* _Instruksi Tugas 1_
Sebutkan semua sasaran cinta dalam deretan "cinta kepada ..." pada teks tentang cinta.
* _Instruksi Tugas 2_
Tuliskan lanjutan teks tentang cinta mulai dari kalimat setelah yang terakhir ditampilkan.

* _Teks yang Diberikan_
● ● ● ● ● ● ●

Anakku, begitu sering kau bicara tentang cinta. Cinta kepada istri, cinta kepada anak, cinta kepada agama, cinta kepada bangsa, cinta kepada filosofi, cinta kepada rumah, cinta kepada kebenaran, cinta kepada Tuhan. Apakah isi, atau esensi, dari cintamu itu? Kau bilang itu cinta suci, cinta sejati, cinta yang keluar dari lubuk hati yang paling dalam, cinta sepenuh hati, cinta pertama… Apakah benar begitu, anakku?


“ANAKKU, mari kita bicara tentang cinta. Cinta apa yang kau miliki?” Merasa diri ini memang belum paham apa makna cinta yang sebenarnya, maka aku dengarkan baik-baik setiap hikmah yang menyemburat seperti cahaya.

Anakku, kamu harus membuka hatimu lebar-lebar agar bisa menangkap esensi cinta yang akan aku sampaikan. Simpan pertanyaanmu untuk nanti, karena setiap pertanyaan itu terlahir dari akal. Seperti langit, akal melayang tinggi di atas bumi tempatmu berpijak. Dan kau pun akan jauh dari hati pijakanmu, satu-satunya titik yang mampu menangkap esensi cinta.

Lihat batang bunga mawar itu. Dia punya potensi untuk mempersembahkan bunga merah dan harum yang semerbak. Namun jika batang itu tak pernah ditanam, tak akan pernah mawar itu menghiasi kebunmu. Maka, hanya dengan membuka diri untuk tumbuhnya akar dan daun lah, batang mawar itu akan melahirkan bunga mawar yang harum. Demikian juga dengan hatimu, anakku. Kau harus membukanya, agar potensi cinta yang terkandung di dalamnya bisa merekah, lalu menyinari dunia sekitarmu dengan kedamaian.

Anakku, begitu sering kau bicara tentang cinta. Cinta kepada istri, cinta kepada anak, cinta kepada agama, cinta kepada bangsa, cinta kepada filosofi, cinta kepada rumah, cinta kepada kebenaran, cinta kepada Tuhan. Apakah isi, atau esensi, dari cintamu itu? Kau bilang itu cinta suci, cinta sejati, cinta yang keluar dari lubuk hati yang paling dalam, cinta sepenuh hati, cinta pertama… Apakah benar begitu, anakku?

: : : : : : : :

Mungkin di desamu kau punya seekor kuda. Begitu sayangnya kau pada kuda itu. Setiap hari kau beri makan, minum, kau rawat bulunya, kau bersihkan, kau ajak jalan-jalan. Seolah kuda itu telah menjadi bagian dari hidupmu, seperti saudaramu. Kau mencintai kuda itu sepenuh hati. Namun, suatu ketika datang orang yang ingin membelinya dengan harga yang fantastis. Hatimu goyah, dan kau pun menjualnya. Cintamu tidak sepenuh hati, karena kau rela menjual cinta. Kau mencintai kuda, karena kegagahannya membuatmu bangga dan selalu senang ketika menungganginya. Namun, ketika datang harta yang lebih memberikan kesenangan, kau berpaling. Kau cinta karena kau mengharapkan sesuatu dari yang kau cintai. Kau cinta kudamu, karena mengharapkan kegagahan. Cintamu berpaling kepada harta, karena kau mengharapkan kekayaan. Ketika keadaan berubah, berubah pula cintamu.

● ● ● ● ● ● ●

* _Bahan yang Disediakan_
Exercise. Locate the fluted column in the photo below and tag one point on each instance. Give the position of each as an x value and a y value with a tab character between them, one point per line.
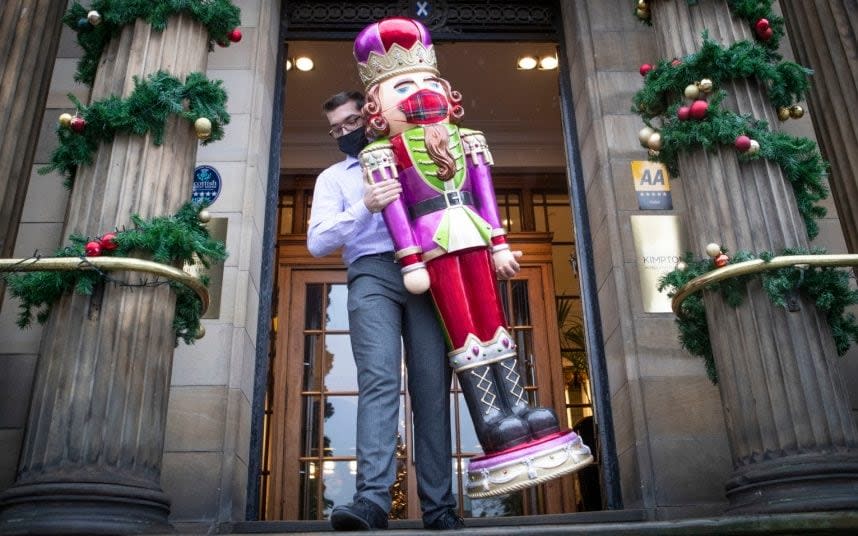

● ● ● ● ● ● ●

* _Hasil Latihan 1_
istri, anak, agama, bangsa, filosofi, rumah, kebenaran, Tuhan

* _Hasil Latihan 2_
Kau sudah punya istri. Begitu besar cintamu kepadanya. Bahkan kau bilang, dia adalah pasangan sayapmu. Tak mampu kau terbang jika pasangan sayapmu sakit. Cintamu cinta sejati, sehidup semati. Namun, ketika kekasihmu sedang tak enak hati yang keseratus kali, kau enggan menghiburnya, kau biarkan dia dengan nestapanya karena sudah biasa. Ketika dia sakit yang ke lima puluh kali, perhatianmu pun berkurang, tidak seperti ketika pertama kali kau bersamanya. Ketika dia berbuat salah yang ke sepuluh kali, kau pun menjadi mudah marah dan kesal. Tidak seperti pertama kali kau melihatnya, kau begitu pemaaf. Dan kelak ketika dia sudah keriput kulitnya, akan kan kau cari pengganti dengan alasan dia tak mampu mendukung perjuanganmu lagi? Kalau begitu, maka cintamu cinta berpengharapan. Kau mencintainya, karena dia memberi kebahagiaan kepadamu. Kau mencintainya, karena dia mampu mendukungmu. Ketika semua berubah, berubah pula cintamu.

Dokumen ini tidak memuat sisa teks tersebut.